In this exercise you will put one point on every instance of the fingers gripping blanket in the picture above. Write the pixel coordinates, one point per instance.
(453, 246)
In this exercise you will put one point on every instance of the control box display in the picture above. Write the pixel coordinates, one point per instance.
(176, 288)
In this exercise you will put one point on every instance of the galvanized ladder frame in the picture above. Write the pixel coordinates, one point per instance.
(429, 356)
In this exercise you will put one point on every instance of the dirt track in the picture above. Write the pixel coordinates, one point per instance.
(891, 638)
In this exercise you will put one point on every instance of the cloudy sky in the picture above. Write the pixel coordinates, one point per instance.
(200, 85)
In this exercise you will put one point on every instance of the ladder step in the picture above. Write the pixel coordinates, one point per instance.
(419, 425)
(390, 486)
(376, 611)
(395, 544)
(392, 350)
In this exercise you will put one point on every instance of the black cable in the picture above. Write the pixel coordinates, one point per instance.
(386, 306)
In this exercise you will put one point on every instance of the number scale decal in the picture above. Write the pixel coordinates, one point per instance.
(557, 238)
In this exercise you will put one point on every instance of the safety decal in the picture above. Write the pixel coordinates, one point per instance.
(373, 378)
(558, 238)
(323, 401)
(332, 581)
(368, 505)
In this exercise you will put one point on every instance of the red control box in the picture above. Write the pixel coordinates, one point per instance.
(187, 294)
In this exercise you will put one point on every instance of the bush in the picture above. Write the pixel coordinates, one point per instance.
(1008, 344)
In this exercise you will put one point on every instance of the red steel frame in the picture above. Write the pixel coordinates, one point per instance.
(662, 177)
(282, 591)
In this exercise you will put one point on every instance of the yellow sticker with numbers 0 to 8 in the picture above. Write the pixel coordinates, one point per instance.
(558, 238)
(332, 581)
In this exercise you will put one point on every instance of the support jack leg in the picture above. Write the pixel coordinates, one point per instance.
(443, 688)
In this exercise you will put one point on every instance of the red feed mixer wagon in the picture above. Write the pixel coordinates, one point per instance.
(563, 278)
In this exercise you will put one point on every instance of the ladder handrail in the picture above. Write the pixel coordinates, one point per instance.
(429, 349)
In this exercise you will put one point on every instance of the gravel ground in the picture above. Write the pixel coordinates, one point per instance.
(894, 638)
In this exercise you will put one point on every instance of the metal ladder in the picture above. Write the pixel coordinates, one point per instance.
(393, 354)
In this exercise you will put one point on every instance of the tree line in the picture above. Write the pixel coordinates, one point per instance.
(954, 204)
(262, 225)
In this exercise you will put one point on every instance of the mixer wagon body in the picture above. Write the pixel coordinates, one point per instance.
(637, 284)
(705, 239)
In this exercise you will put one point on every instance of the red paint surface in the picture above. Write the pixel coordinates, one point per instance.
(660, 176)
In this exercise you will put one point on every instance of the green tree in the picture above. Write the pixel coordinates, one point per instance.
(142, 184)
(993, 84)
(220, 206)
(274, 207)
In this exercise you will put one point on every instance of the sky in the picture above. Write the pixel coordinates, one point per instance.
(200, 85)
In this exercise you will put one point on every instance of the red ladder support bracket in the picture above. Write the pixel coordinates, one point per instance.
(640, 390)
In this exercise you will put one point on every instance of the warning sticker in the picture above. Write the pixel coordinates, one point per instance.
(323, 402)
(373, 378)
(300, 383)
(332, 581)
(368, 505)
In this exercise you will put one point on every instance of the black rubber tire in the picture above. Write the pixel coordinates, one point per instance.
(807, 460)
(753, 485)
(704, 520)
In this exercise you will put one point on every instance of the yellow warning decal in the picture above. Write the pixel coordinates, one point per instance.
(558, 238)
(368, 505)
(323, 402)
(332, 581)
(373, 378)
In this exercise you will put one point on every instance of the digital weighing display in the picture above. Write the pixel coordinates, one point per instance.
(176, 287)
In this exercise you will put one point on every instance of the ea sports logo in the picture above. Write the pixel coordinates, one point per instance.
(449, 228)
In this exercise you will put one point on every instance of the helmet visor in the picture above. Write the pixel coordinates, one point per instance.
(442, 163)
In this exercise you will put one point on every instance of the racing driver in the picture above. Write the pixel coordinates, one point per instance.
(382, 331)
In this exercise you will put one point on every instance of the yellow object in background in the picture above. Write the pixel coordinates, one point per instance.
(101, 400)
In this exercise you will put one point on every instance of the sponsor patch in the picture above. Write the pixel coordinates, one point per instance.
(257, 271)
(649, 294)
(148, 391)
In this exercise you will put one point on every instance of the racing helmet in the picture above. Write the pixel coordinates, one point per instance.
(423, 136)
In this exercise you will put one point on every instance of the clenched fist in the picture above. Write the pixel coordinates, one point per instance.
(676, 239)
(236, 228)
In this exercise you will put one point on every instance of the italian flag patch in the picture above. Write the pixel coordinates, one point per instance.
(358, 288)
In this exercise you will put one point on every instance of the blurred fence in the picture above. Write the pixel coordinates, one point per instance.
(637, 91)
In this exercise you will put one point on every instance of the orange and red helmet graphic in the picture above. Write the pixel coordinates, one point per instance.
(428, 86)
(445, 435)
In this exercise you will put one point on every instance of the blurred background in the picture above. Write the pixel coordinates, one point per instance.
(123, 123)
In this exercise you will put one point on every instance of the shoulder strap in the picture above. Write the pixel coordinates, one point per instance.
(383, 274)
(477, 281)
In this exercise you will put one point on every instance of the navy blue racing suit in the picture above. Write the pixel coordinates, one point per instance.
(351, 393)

______________________________

Every line from the one containing "of the clenched" through the end of the entries above must be echoed exactly, with both ends kept.

In this exercise you will put one point on every instance of the clenched fist in the picture above. Write the pixel coordinates, one point per instance.
(676, 239)
(236, 228)
In this exercise you will put one point on every instance of the italian flag patch in the picture above. Write the pixel coordinates, one point per instance.
(358, 288)
In this exercise you will put one point on every instance of the blurred fence in the picture above. Write the pixel coordinates, one point per instance.
(637, 91)
In this exercise you will put one point on every instance of the orange and red helmet graphic in the picture above. Write the pixel coordinates, one point per instance.
(428, 86)
(445, 435)
In this exercise you will put one point on every instance of the blurred background in the picture above. Write the pixel coordinates, one point per instance.
(123, 123)
In this exercise you will put one point on every instance of the shoulder strap in the picture above. Write the pixel coordinates, one point per instance.
(383, 274)
(477, 281)
In this exercise you will put one point on every instance of the navy blue racing suit in the picture above. Write the pixel coordinates, one point per instance.
(351, 393)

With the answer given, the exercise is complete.